→ Given problem: Can you turn every line of the listing below into a numbered list, skipping blank lines and leaving the pictures out?

→ Dataset excerpt:
***

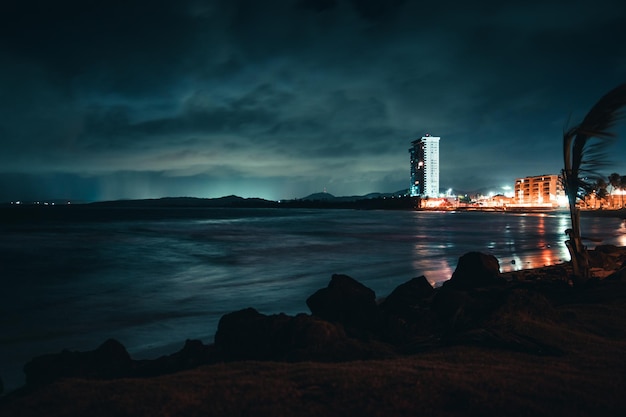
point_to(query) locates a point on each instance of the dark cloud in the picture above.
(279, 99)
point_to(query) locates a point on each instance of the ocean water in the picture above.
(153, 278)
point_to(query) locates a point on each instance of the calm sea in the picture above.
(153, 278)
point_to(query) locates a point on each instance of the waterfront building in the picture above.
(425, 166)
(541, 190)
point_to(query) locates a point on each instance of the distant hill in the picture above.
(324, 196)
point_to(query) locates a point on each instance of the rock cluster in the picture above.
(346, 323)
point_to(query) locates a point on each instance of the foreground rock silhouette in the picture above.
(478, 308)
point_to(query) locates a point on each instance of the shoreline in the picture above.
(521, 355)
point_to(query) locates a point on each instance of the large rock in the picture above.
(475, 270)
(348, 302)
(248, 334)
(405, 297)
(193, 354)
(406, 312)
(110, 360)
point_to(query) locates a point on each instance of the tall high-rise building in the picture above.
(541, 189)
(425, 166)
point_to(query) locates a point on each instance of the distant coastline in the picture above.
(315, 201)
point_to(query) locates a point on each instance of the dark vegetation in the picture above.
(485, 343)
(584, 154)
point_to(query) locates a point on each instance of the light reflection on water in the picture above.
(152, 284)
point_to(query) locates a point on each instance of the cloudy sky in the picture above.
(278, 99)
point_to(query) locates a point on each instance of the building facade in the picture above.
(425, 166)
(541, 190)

***

→ Task result:
1. point_to(query) locates a point on each instance of the dark cloud in the picture above.
2. (279, 99)
3. point_to(query) locates a point on each instance of the ocean water in the picture above.
4. (153, 278)
5. point_to(query) locates a point on each instance of the calm sea in the picture above.
6. (153, 278)
7. point_to(query) locates a point on each instance of the waterfront building in the picture above.
8. (425, 166)
9. (541, 190)
10. point_to(query) locates a point on each instance of the distant hill in the picture above.
11. (324, 196)
12. point_to(query) locates a point on each instance of the rock cluster in the picture above.
13. (346, 323)
14. point_to(query) locates a point on each instance of the foreground rock silhouette in the picture above.
15. (478, 308)
16. point_to(query) locates a point on each instance of the shoreline in the picture above.
17. (521, 355)
18. point_to(query) locates a point on each instance of the large rock in the picture above.
19. (475, 270)
20. (348, 302)
21. (248, 334)
22. (405, 297)
23. (193, 354)
24. (406, 312)
25. (110, 360)
26. point_to(query) locates a point on each instance of the tall high-rise building in the picture above.
27. (541, 189)
28. (425, 166)
29. point_to(query) locates a point on each instance of the distant coastline in the picture above.
30. (315, 201)
31. point_to(query) locates a point on each instance of the dark vegetation in the picture above.
32. (485, 343)
33. (584, 154)
34. point_to(query) locates a point on each instance of the light reflection on water in the picture above.
35. (152, 284)
36. point_to(query) locates a point on each instance of the cloudy sky in the picture above.
37. (278, 99)
38. point_to(query) locates a point on each instance of the building facade in the picture above.
39. (425, 166)
40. (541, 190)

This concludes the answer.